What you will do: Rewrite the stretch of data from its first line through the line containing "634,240,716,559", adjusting every bounding-box coordinate by -121. Reproduce every other line in that stretch unchanged.

--- start Input material ---

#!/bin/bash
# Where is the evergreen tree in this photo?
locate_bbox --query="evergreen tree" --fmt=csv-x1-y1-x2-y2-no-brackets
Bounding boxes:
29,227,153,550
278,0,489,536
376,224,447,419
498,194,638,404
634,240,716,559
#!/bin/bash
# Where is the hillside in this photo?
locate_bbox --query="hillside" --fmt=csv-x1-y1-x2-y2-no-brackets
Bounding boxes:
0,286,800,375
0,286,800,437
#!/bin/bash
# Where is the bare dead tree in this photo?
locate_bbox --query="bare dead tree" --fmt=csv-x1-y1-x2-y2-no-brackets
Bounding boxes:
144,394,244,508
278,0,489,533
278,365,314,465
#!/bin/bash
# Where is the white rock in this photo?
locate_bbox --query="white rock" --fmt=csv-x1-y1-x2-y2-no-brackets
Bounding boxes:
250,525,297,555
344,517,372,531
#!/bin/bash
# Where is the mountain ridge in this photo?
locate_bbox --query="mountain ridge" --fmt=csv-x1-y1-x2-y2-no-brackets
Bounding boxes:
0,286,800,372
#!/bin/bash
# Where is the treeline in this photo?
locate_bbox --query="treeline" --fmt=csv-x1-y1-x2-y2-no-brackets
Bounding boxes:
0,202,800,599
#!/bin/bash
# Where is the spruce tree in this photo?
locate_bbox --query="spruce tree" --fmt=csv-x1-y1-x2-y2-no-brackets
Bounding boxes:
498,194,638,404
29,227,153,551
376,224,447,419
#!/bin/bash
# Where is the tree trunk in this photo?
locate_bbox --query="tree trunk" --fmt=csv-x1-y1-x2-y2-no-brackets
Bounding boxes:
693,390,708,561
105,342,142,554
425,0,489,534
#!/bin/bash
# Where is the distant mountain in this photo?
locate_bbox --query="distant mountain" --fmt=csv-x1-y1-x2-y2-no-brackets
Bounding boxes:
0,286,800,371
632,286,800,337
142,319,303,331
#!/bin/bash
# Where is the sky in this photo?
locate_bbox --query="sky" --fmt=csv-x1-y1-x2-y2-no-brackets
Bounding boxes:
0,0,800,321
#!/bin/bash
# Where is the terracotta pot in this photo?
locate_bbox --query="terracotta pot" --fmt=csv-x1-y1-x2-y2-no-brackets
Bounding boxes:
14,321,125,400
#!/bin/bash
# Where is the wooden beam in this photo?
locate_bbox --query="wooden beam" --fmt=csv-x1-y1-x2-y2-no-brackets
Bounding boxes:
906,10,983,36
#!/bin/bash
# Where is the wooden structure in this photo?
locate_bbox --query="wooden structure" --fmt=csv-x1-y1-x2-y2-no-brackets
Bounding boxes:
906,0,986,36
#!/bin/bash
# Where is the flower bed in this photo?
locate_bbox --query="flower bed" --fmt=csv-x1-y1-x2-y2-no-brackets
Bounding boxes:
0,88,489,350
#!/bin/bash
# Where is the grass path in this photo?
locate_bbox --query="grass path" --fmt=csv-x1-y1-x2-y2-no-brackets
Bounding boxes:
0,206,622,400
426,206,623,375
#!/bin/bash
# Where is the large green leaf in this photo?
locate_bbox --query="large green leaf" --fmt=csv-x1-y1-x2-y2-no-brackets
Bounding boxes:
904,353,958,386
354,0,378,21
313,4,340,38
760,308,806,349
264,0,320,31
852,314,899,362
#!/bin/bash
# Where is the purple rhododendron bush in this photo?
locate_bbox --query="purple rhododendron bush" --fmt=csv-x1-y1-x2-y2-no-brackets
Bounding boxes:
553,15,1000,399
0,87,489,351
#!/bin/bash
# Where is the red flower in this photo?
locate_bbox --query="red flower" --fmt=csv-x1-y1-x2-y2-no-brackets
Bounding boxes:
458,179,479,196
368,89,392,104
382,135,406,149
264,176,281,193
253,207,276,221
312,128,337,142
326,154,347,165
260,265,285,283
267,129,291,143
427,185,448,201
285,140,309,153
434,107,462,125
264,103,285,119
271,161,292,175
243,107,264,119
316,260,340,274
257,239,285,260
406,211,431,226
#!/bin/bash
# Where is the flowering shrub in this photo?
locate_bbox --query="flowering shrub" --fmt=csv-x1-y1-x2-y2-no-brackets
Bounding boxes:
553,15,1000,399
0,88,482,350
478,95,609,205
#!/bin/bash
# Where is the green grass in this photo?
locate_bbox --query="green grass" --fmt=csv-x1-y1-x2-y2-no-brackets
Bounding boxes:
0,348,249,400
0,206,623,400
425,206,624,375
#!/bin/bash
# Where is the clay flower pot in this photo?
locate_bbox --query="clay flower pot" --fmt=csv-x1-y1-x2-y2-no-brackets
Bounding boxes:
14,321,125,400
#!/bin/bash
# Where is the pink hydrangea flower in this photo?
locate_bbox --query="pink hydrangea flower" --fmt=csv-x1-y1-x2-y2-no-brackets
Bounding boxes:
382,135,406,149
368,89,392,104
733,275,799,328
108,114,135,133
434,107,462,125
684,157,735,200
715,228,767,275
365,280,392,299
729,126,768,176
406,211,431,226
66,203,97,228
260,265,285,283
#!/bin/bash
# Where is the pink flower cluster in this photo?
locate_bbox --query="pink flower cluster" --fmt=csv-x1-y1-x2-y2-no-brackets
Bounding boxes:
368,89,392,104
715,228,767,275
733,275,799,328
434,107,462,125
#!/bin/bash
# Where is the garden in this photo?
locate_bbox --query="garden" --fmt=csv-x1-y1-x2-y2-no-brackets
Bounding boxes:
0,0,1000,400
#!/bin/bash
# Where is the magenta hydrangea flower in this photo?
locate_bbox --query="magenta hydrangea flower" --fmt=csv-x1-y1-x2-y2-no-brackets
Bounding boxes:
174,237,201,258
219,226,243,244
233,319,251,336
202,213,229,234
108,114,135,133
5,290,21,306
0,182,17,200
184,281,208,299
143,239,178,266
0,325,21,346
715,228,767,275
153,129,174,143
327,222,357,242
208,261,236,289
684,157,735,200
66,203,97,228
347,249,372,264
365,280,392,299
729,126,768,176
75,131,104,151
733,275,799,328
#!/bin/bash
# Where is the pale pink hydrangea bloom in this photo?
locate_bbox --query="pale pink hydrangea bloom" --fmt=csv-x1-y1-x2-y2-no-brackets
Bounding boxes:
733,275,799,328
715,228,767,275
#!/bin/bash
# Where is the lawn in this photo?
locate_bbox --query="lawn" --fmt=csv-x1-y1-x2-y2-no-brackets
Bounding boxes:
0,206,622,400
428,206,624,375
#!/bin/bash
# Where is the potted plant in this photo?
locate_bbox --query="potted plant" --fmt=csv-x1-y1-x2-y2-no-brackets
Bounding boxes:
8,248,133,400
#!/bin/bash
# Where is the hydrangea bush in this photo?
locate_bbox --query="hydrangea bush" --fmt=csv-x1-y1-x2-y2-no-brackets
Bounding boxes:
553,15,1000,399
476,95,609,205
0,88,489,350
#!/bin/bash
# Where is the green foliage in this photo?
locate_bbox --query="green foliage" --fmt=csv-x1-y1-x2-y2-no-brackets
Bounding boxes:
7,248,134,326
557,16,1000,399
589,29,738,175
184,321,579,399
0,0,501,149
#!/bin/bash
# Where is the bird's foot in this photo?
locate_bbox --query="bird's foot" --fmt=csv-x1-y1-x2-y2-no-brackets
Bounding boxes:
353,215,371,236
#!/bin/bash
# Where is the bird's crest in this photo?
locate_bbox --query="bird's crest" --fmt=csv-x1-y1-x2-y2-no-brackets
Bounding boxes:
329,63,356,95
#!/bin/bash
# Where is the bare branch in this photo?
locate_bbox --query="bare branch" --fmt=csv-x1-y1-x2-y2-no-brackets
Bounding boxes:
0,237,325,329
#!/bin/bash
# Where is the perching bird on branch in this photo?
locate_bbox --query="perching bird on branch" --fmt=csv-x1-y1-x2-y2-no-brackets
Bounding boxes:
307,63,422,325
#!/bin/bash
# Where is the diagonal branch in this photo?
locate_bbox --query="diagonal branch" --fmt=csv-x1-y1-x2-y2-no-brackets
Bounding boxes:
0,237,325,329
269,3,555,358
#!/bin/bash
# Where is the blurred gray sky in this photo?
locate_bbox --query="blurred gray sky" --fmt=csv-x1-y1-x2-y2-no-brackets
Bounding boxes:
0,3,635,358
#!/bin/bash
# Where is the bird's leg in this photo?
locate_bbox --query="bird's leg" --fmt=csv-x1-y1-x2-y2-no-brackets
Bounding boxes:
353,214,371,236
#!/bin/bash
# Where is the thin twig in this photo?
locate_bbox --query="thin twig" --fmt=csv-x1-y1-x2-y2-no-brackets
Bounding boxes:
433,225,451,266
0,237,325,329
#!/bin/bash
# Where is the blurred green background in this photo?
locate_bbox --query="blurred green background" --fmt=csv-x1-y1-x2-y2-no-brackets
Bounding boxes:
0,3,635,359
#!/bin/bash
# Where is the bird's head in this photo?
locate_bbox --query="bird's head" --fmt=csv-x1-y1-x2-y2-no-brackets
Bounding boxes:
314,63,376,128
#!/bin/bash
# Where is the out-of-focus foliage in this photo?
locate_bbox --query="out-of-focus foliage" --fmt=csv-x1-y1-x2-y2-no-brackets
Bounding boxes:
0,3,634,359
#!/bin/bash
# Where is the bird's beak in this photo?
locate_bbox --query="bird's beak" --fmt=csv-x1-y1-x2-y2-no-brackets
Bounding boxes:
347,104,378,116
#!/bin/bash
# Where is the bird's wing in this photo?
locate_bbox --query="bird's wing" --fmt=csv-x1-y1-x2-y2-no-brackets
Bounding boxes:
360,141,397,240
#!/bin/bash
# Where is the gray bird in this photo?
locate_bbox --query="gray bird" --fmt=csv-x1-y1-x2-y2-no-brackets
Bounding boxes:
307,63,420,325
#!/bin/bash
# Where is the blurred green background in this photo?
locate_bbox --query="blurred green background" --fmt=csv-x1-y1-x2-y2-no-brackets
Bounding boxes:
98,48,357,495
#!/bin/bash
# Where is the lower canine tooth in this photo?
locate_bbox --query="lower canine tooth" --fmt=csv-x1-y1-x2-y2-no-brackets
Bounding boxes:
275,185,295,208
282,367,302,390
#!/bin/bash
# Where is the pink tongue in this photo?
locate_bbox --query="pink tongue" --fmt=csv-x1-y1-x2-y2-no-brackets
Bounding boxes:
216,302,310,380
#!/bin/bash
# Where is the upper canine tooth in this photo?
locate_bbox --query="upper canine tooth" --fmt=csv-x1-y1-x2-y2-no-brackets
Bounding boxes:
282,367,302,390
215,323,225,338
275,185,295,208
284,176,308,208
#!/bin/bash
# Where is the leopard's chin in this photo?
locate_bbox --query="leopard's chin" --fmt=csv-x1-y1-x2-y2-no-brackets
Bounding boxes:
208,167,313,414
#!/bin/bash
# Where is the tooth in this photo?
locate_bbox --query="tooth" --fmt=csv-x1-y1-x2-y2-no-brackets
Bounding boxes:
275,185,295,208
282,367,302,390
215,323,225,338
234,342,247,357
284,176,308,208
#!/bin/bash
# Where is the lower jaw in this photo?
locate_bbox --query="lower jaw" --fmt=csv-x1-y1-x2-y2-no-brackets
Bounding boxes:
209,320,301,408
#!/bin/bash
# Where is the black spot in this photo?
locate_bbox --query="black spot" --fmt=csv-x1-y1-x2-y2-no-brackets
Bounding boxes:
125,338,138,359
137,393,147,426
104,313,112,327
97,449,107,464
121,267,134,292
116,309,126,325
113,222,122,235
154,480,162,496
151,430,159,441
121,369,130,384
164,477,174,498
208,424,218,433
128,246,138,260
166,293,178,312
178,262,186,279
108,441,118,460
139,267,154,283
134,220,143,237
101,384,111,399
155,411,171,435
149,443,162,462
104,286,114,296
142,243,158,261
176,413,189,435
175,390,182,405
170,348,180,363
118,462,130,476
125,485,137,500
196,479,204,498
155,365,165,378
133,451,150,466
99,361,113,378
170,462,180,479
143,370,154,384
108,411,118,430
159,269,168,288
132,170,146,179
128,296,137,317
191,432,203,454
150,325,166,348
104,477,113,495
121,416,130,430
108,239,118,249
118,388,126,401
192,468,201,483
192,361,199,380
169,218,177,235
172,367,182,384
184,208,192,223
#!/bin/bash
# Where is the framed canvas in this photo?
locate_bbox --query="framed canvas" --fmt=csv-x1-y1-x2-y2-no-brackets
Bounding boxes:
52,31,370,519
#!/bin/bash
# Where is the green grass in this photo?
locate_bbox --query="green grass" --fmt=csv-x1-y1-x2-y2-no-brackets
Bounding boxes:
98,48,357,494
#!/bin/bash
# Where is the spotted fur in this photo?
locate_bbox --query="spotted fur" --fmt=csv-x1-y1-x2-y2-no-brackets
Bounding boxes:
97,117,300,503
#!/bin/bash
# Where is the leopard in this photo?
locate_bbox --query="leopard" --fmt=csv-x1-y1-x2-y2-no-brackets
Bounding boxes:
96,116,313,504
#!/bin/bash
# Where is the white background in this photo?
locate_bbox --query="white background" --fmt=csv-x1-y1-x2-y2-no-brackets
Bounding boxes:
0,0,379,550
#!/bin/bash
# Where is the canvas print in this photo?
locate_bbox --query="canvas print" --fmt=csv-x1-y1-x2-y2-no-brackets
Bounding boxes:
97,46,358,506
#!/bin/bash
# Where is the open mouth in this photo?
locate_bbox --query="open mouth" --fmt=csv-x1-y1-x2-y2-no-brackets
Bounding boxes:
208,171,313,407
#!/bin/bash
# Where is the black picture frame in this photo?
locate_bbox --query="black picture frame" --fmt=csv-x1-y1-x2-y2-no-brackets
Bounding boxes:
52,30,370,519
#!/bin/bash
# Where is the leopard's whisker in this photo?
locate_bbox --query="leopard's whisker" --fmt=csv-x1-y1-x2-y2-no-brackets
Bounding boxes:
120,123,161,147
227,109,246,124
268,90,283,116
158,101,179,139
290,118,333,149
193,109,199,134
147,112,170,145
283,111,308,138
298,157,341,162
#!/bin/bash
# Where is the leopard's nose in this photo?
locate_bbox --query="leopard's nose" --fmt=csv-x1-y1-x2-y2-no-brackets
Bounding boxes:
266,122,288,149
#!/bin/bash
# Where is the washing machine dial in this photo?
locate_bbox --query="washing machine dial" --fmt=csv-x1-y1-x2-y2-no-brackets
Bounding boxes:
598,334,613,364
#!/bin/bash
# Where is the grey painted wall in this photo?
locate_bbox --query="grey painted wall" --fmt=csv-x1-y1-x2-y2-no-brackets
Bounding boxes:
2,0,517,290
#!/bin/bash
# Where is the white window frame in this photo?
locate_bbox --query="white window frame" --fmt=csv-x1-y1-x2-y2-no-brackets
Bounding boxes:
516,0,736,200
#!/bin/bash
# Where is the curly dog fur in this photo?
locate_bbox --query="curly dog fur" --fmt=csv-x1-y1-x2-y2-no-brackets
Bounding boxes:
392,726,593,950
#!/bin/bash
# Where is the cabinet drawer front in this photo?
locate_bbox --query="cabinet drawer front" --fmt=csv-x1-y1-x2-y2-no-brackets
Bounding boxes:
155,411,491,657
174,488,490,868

--- end Input material ---

Full answer:
#!/bin/bash
# Where is the evergreen tree in this photo?
locate_bbox --query="evergreen tree" --fmt=csv-x1-y1-x2-y2-no-brackets
Bounding boxes:
-92,106,32,429
157,-121,368,415
255,103,326,298
377,73,517,283
513,119,595,438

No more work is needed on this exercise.